[PROBLEM]: Write out the rows below word for word, leaving out the pictures.

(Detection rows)
··········

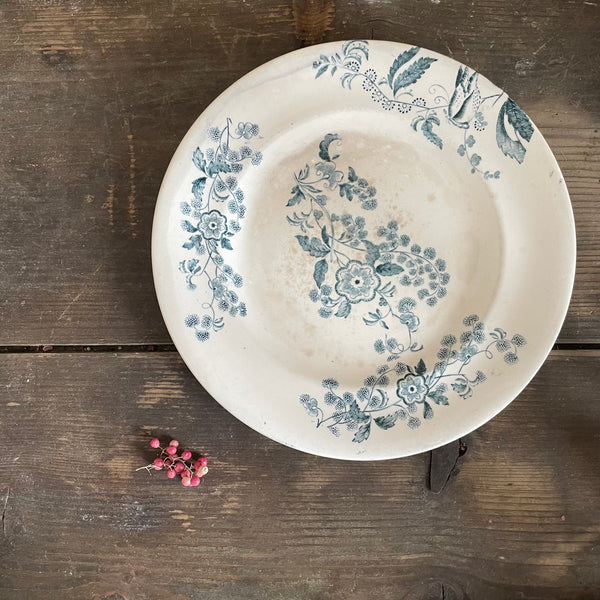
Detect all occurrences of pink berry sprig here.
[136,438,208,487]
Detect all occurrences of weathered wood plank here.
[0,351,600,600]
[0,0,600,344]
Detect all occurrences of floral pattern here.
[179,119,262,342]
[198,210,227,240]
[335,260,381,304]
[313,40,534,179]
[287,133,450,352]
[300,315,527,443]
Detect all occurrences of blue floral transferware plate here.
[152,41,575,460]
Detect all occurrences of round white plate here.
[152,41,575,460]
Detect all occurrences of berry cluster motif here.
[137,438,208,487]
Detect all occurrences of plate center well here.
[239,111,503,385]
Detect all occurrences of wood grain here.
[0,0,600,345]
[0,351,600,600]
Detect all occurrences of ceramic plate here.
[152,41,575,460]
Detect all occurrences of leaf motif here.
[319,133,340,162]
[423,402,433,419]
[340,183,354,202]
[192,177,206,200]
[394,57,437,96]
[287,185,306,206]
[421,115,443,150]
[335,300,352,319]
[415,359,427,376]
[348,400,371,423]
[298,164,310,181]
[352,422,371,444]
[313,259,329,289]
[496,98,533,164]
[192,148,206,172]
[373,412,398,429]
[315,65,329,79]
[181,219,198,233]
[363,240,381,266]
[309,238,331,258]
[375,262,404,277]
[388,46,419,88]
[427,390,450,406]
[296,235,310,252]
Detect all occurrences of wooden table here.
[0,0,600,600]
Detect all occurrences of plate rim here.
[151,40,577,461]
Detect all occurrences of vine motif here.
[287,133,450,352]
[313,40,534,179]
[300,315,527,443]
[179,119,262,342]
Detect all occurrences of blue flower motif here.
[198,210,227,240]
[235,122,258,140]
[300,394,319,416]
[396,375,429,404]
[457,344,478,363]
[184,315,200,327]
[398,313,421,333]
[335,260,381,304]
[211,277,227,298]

··········

[WRITTEN SOLUTION]:
Detect all occurrences of pink berry sprig here.
[136,438,208,487]
Detect all occurrences of weathered wood plank here.
[0,351,600,600]
[0,0,600,344]
Detect all occurrences of floral pattern here.
[179,119,262,342]
[198,210,227,240]
[335,260,381,304]
[313,40,534,179]
[287,133,450,352]
[300,315,527,443]
Detect all occurrences of blue floral transferware plate here.
[152,41,575,460]
Detect all occurrences of round white plate here.
[152,41,575,460]
Detect all occurrences of berry cluster motif here.
[137,438,208,487]
Detect all occurrences of plate center well here.
[239,111,503,385]
Detect all occurrences of wood grain here.
[0,0,600,345]
[0,351,600,600]
Detect all occurrences of ceramic plate here.
[152,41,575,460]
Detect all occurrences of leaf motif here.
[319,133,340,162]
[423,402,433,419]
[340,183,354,202]
[192,177,206,200]
[394,57,437,96]
[287,185,306,206]
[421,115,443,150]
[335,300,352,319]
[415,359,427,376]
[348,400,371,423]
[298,164,310,181]
[352,422,371,444]
[313,259,329,289]
[496,98,533,164]
[192,148,206,172]
[373,412,398,429]
[315,65,329,79]
[181,219,198,233]
[363,240,381,266]
[309,238,331,258]
[375,262,404,277]
[388,46,419,88]
[427,390,450,406]
[296,235,310,252]
Detect all occurrences of wooden table here.
[0,0,600,600]
Detect all occurrences of plate rim here.
[151,40,577,461]
Detect all occurrences of vine motif here.
[287,133,450,352]
[313,40,534,179]
[300,315,527,443]
[179,119,262,342]
Detect all occurrences of blue flower motif here.
[198,210,227,240]
[235,122,258,140]
[300,394,319,416]
[396,375,429,404]
[457,344,478,363]
[184,315,200,327]
[398,313,421,333]
[335,260,381,304]
[211,277,227,298]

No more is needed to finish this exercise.